SOURCE DOCUMENT:
'''

# Rental Cars - Grand Cayman



## riverdees05 (Jul 16, 2010)

What are the better rental car places on Grand Cayman?  We will need six days there - We have an exchange, but it is a Sunday to Sunday and need to leave on Saturday so that our Grandsons can have a day at home before their school starts again after Spring Break.


----------



## Sthack (Jul 18, 2010)

*McCurley's Rental*

We just got back from GC last night!!  We were staying on the East End (Morritt's Grand) and used McCurley's Car Rental.  I'm so glad we did because they picked us up and dropped us off at the airport while the rental car was waiting at the resort.  We had a Nissan Sentra and the price was $275!!  I've also heard good reports for Budget and Dollar Rentals if you'll be staying on the 7 mile end.


----------



## mbh (Jul 19, 2010)

*Another Vote for McCurley's*

Used them when we stayed at Morritts. They have a booth right outside the airport terminal exit. Was $300 for the week plus $8 for a Cayman License. They take you to the resort from the airport and take you back.


----------



## caribbeansun (Jul 20, 2010)

+1 - have been using McCurley's for years


----------



## jadejar (Jul 20, 2010)

We also rented from McCurley's.  After a long day of flying, I would rather not have to deal with the traffic and roundabouts near the airport.  I liked the idea of my car waiting for me at the resort.  It's also less hassle being dropped off at the airport rather than having to return a rental car.  It was a little more expensive than we could have paid but well worth it.


----------



## riverdees05 (Oct 4, 2010)

What size vehicles do they have?  Getting ready to book this week on the flights and the car/van.


----------



## Sthack (Oct 4, 2010)

*Nissan Sentra*

Nissan Sentra.......older body style.  Seats 4 comfortable.  You may want to check with them to see if they have bigger cars if that's what you need.


----------



## riverdees05 (Oct 4, 2010)

What is their phone number and do you need a country code?


----------



## janej (Oct 4, 2010)

You can use his email mccurley@candw.ky

We used Hertz for our spring break trip.  The car we got had scratches all over it.  It is not like Hertz in the US at all.  We had no problem with the car.  We just documented the condition when we got it.


----------



## Jbart74 (Oct 12, 2010)

*Andy's*

Andy's has always been great to us and cheaper than McCurley's.  We have used both.  Both are good.  But we prefer Andy's.


----------



## jadejar (Oct 12, 2010)

We prefer McCurley's because they will pick you up at the airport and take you to your resort where your car is waiting for you.  We stay at Morritt's on the east end and prefer not to have to tackle the roundabouts after a long day of flying. 
Andy's was a little cheaper but we spent a long time waiting at their office.  I just like it as easy as possible when on vacation.


----------



## Larry (Oct 12, 2010)

Jbart74 said:


> Andy's has always been great to us and cheaper than McCurley's.  We have used both.  Both are good.  But we prefer Andy's.



Same here we were very satisfied with Andy's and they were cheaper than McCurley but that was about 4 years ago so compare prices before booking.:whoopie:


----------

'''

REQUIRED TASK A: In the Grand Cayman rental car thread, how much did mbh say the Cayman License cost?
REQUIRED TASK B: Reproduce everything in the Grand Cayman rental car thread from "Andy's was a" down to "Larry (Oct 12, 2010)".

COLLECTED MATERIAL:
'''

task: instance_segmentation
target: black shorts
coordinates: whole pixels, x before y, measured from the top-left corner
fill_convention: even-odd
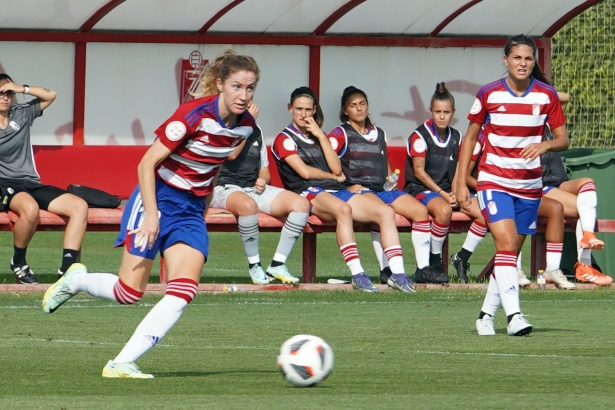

'''

TASK RESPONSE A: $8

TASK RESPONSE B:
Andy's was a little cheaper but we spent a long time waiting at their office.  I just like it as easy as possible when on vacation.


----------



## Larry (Oct 12, 2010)